_Written task_
Copy the records below word for word, starting with the line that contains "Where can the wetsuit collar" and continuing through the end of the records, with both ends included.

_Provided records_
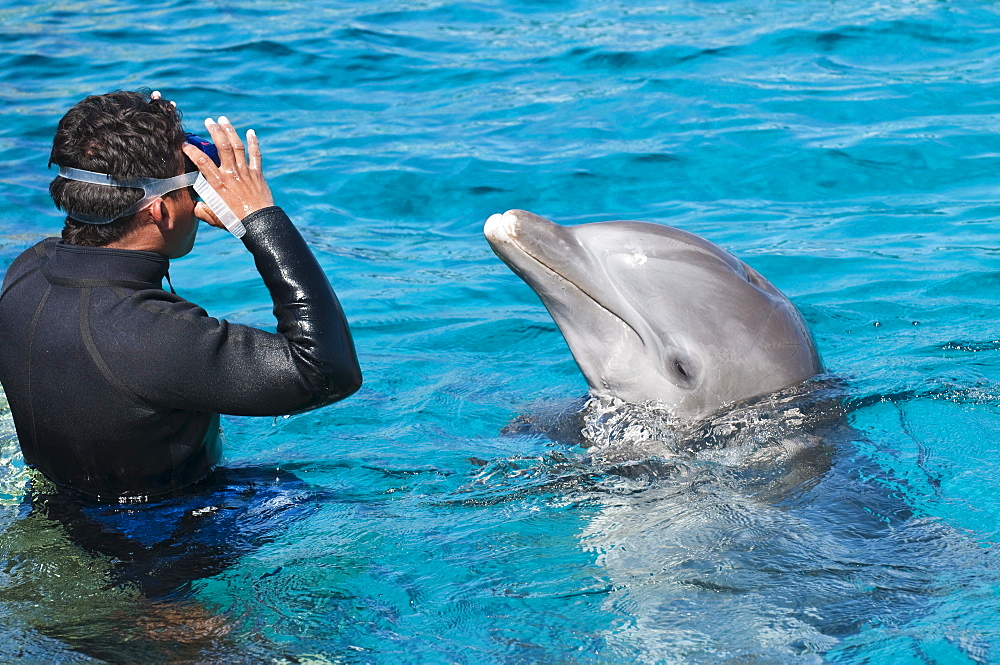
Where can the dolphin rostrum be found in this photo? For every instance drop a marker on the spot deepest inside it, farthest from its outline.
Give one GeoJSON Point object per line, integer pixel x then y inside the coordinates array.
{"type": "Point", "coordinates": [656, 314]}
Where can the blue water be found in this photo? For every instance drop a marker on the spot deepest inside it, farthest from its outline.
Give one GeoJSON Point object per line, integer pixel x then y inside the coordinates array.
{"type": "Point", "coordinates": [848, 150]}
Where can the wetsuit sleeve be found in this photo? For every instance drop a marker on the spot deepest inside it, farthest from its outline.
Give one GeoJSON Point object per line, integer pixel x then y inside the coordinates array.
{"type": "Point", "coordinates": [307, 310]}
{"type": "Point", "coordinates": [196, 362]}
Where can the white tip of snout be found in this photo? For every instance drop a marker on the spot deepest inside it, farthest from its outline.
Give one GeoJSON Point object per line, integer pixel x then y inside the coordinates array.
{"type": "Point", "coordinates": [500, 226]}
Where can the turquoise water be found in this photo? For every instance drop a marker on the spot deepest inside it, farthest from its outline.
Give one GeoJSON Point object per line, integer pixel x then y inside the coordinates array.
{"type": "Point", "coordinates": [847, 150]}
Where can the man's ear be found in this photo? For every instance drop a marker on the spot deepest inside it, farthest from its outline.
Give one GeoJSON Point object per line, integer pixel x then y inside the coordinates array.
{"type": "Point", "coordinates": [161, 215]}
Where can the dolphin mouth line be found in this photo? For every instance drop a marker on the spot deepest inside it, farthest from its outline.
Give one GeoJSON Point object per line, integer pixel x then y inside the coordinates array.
{"type": "Point", "coordinates": [565, 279]}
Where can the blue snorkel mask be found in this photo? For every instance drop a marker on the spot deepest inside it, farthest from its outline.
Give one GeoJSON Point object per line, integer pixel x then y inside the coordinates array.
{"type": "Point", "coordinates": [154, 188]}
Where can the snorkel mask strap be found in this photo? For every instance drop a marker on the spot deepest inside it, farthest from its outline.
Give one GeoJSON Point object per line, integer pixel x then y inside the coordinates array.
{"type": "Point", "coordinates": [154, 188]}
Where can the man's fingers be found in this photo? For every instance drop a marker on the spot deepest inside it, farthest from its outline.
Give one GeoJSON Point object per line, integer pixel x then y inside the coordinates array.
{"type": "Point", "coordinates": [207, 215]}
{"type": "Point", "coordinates": [254, 148]}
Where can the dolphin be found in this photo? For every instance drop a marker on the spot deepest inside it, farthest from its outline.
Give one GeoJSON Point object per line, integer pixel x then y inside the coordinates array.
{"type": "Point", "coordinates": [652, 313]}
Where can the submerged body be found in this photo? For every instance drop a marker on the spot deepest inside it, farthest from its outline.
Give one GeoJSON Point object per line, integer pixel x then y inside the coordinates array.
{"type": "Point", "coordinates": [654, 313]}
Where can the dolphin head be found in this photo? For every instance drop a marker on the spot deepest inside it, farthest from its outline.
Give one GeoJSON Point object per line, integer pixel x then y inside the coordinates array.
{"type": "Point", "coordinates": [654, 313]}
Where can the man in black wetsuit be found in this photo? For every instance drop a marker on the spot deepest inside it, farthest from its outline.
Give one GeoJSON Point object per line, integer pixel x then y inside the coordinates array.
{"type": "Point", "coordinates": [116, 385]}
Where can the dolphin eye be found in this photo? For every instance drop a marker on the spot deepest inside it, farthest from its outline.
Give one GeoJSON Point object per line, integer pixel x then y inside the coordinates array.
{"type": "Point", "coordinates": [684, 372]}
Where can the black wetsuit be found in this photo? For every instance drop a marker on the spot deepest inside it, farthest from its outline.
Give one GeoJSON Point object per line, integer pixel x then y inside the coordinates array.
{"type": "Point", "coordinates": [115, 385]}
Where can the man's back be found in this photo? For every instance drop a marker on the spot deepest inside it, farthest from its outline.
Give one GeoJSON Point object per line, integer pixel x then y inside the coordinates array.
{"type": "Point", "coordinates": [115, 384]}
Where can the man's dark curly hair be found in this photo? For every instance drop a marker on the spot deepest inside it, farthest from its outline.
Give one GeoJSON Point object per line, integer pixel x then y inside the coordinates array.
{"type": "Point", "coordinates": [124, 135]}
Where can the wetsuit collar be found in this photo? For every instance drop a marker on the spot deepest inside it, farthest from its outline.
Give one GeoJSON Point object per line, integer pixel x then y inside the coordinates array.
{"type": "Point", "coordinates": [73, 265]}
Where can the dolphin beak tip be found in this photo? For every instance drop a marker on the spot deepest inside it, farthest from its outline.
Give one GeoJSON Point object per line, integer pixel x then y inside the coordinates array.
{"type": "Point", "coordinates": [498, 226]}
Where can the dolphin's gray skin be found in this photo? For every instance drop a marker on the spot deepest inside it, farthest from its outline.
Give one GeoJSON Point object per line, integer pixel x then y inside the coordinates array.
{"type": "Point", "coordinates": [653, 313]}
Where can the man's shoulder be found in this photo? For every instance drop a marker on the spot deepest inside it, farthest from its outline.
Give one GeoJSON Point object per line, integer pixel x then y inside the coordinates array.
{"type": "Point", "coordinates": [28, 261]}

_Exercise output_
Where can the wetsuit collar be found in this photo? For every instance drop a marker on the spot deepest inside it, farthest from its outline.
Give one GeoJSON Point object per line, integer pixel x then y inside the coordinates array.
{"type": "Point", "coordinates": [73, 265]}
Where can the dolphin beak tip be found in this photo? For every instance drop a marker on the spot deepest inside it, farthest from its outline.
Give one GeoJSON Point object per line, integer pixel x then y inside the coordinates array.
{"type": "Point", "coordinates": [498, 226]}
Where can the dolphin's gray skin be found in this photo? For every instance drop a marker on the spot deepest inside it, farthest from its outline.
Give one GeoJSON Point object per line, integer pixel x then y inside the coordinates array.
{"type": "Point", "coordinates": [653, 313]}
Where can the man's shoulder be found in this photo? For every instance drop a marker on the spot deepest inside it, farthest from its outline.
Give one GeoJSON Point object per line, integer pixel x then y inside the coordinates array.
{"type": "Point", "coordinates": [28, 261]}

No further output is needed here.